§ **Given problem**
Quote word for word the stretch of the items from the line containing "target | blue sky" through the end of the items. Leave the pictures out.

§ **Input data**
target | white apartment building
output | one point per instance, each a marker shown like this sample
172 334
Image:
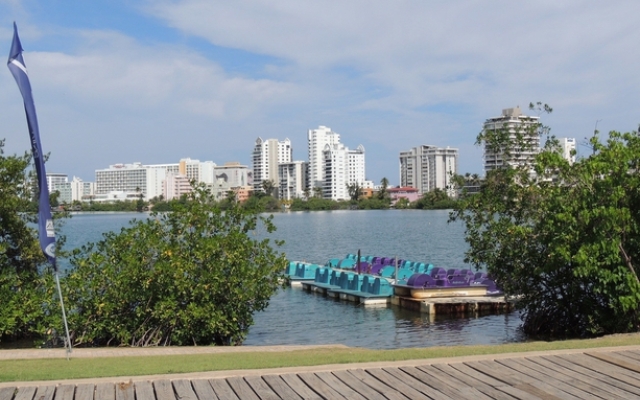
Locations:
512 122
76 190
342 167
293 179
54 179
175 185
568 146
318 139
233 174
267 155
131 179
426 168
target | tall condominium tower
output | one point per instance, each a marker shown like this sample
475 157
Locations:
267 155
511 151
428 167
342 167
568 146
318 139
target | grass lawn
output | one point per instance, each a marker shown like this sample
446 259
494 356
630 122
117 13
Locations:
56 369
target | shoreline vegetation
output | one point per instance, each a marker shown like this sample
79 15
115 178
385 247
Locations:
232 359
434 200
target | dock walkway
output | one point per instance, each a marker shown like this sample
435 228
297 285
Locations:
603 373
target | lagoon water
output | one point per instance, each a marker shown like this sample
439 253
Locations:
298 317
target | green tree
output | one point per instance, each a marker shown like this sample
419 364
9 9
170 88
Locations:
193 276
354 190
269 187
384 185
26 282
563 241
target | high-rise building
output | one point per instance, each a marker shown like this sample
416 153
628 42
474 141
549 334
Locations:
175 185
267 155
76 190
131 179
233 173
293 179
519 140
568 147
54 179
426 168
342 167
318 139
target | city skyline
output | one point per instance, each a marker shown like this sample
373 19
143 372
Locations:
118 82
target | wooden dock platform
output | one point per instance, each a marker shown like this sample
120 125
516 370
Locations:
612 373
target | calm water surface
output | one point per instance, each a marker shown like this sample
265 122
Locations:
298 317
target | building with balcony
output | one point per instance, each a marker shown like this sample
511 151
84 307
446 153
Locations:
342 167
267 155
426 168
511 140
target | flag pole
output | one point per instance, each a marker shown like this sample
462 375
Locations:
67 345
46 231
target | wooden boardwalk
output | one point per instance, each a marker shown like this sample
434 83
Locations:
581 374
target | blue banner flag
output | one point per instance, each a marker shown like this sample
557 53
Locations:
45 222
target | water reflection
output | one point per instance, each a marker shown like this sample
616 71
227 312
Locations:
298 317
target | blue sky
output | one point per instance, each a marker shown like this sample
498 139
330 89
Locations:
124 81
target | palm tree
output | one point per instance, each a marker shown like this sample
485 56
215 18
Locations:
268 186
354 191
384 184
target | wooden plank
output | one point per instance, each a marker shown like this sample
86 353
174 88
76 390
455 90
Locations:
387 391
339 386
319 386
518 380
7 393
627 355
435 387
407 389
125 391
163 389
85 391
223 390
105 391
547 379
280 387
631 366
482 387
417 384
300 387
183 389
45 393
613 371
261 388
535 391
359 386
578 380
446 384
606 380
144 391
465 370
242 388
65 392
203 389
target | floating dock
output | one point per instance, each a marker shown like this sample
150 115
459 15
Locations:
460 305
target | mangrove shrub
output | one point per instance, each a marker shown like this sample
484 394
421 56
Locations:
191 276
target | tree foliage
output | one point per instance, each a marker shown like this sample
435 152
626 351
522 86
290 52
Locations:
25 283
564 241
193 276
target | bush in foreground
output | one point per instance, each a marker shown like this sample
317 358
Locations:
193 276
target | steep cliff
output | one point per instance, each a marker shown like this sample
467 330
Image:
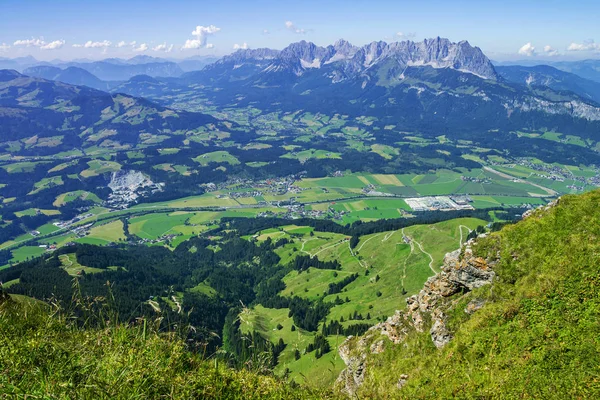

§ **Result of the exercise**
target | blue sky
output | one point per instance, each a marker shown like this sample
498 139
330 89
Locations:
124 81
target | palm tree
output | one point per instance, each a marker shown like this sample
485 56
215 18
Locations:
268 186
354 191
384 184
target | wooden plank
output | one point per instance, each a marker shown like this sample
86 353
174 88
76 390
455 90
Locations:
387 391
339 386
319 386
518 380
7 393
627 355
435 387
407 389
125 391
163 389
85 391
223 390
105 391
547 379
280 387
631 366
482 387
417 384
300 387
183 389
45 393
613 371
261 388
535 391
359 386
578 380
446 384
606 380
144 391
465 370
242 388
65 392
203 389
target | floating dock
output | one point per instance, each a marker shown like this sample
150 115
459 15
Locations:
460 305
target | mangrove shrub
output | one point per instance, each a marker shown like this sample
484 394
421 56
Locations:
191 276
target | tree foliage
output | one point per instance, each a marker shown like this sample
435 152
626 351
522 86
290 52
Locations:
25 283
564 241
193 276
target | bush in foreground
output | one point per instance, each a marker shown like this sample
317 358
Locations:
193 276
target | steep cliff
output | one point per instance, each a marker shown like this sample
467 330
Image:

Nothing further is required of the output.